(Task directions) Check every line of the entries below for "lamp", and copy the lines that have it.

Records from a data source:
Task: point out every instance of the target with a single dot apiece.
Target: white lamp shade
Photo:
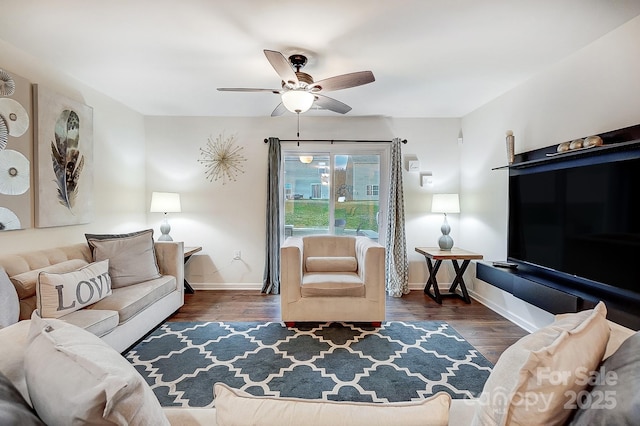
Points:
(445, 203)
(297, 101)
(165, 202)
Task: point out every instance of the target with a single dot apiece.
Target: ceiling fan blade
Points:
(280, 109)
(282, 66)
(247, 89)
(344, 81)
(331, 104)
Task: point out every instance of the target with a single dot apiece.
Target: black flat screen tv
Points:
(579, 220)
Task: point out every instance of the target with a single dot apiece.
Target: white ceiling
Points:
(431, 58)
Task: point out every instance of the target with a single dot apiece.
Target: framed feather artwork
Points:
(64, 159)
(16, 152)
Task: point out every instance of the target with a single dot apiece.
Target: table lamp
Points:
(445, 203)
(165, 202)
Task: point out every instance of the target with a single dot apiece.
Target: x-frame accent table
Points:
(454, 255)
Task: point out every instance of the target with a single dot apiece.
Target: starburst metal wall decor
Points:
(222, 158)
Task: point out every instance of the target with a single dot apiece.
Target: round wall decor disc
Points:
(14, 172)
(15, 116)
(4, 134)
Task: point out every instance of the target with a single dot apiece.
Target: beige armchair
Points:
(332, 278)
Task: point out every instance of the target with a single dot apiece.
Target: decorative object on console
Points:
(64, 153)
(165, 202)
(510, 146)
(578, 144)
(592, 141)
(222, 158)
(445, 203)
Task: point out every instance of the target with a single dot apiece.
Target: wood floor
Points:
(489, 332)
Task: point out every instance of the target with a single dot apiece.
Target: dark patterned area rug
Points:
(399, 361)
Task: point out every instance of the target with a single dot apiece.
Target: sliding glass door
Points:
(335, 190)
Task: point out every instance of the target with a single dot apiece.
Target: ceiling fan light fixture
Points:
(297, 101)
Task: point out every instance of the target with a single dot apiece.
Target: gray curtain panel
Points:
(396, 262)
(271, 278)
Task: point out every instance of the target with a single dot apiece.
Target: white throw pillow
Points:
(61, 294)
(537, 378)
(75, 378)
(235, 407)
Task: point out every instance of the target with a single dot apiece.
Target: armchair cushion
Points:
(332, 284)
(331, 264)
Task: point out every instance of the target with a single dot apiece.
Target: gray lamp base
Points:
(445, 242)
(165, 228)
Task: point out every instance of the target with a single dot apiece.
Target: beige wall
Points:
(595, 90)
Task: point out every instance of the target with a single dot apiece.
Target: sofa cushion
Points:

(Expected answer)
Target: white lamp shade
Target: table lamp
Target: gray lamp base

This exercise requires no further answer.